[Dataset entries]
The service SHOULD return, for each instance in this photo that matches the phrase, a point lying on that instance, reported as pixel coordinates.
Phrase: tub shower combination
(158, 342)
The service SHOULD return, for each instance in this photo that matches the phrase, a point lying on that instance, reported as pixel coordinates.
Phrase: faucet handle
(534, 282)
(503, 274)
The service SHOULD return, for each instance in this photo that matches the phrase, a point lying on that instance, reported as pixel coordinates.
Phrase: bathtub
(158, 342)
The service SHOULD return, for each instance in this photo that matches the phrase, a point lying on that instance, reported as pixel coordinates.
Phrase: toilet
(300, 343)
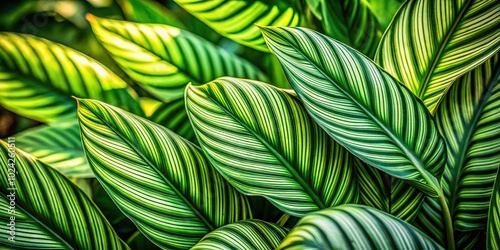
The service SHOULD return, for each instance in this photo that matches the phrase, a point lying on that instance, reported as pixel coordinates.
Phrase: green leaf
(355, 227)
(173, 116)
(468, 119)
(493, 229)
(236, 19)
(162, 182)
(138, 241)
(431, 43)
(247, 234)
(58, 146)
(261, 139)
(163, 59)
(38, 78)
(351, 22)
(361, 106)
(49, 211)
(147, 11)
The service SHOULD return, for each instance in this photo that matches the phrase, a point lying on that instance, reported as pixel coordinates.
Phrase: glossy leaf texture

**GOAL OF THE EXERCISE**.
Please retype the records above exactly, leaving every image out.

**SOLUTION TO THE EXERCISE**.
The service SHOULD return, for each instance in this photo that matches the phrase, a point lying on that instance, reported as pixel coordinates.
Phrase: tub shower combination
(158, 342)
The service SHOULD return, for each instance in this photo that matches the phrase, a point lying on that instance, reported as pixel coordinates.
Phrase: faucet handle
(534, 282)
(503, 274)
The service SHOULD return, for each instance in this photo that matches the phrase, a point lying on that instance, reported as pixel coordinates.
Phrase: bathtub
(158, 342)
The service SHOULD return, for each instance in this photo that matches the phrase, a point lying on that instance, reported as pixel coordinates.
Phrase: toilet
(300, 343)
The service SHOULD return, for each instance in this photo that matches the phrase, a point lying on that instance, reported as pixel coordinates.
Phrase: green leaf
(355, 227)
(173, 116)
(468, 119)
(493, 229)
(236, 19)
(162, 182)
(138, 241)
(431, 43)
(247, 234)
(58, 146)
(261, 139)
(163, 59)
(38, 78)
(351, 22)
(361, 106)
(49, 211)
(147, 11)
The service SHOULD return, for each instance in this photo that matches the phrase, a point lying on that instance, reported as pixel coordinates.
Phrase: glossy leaf texture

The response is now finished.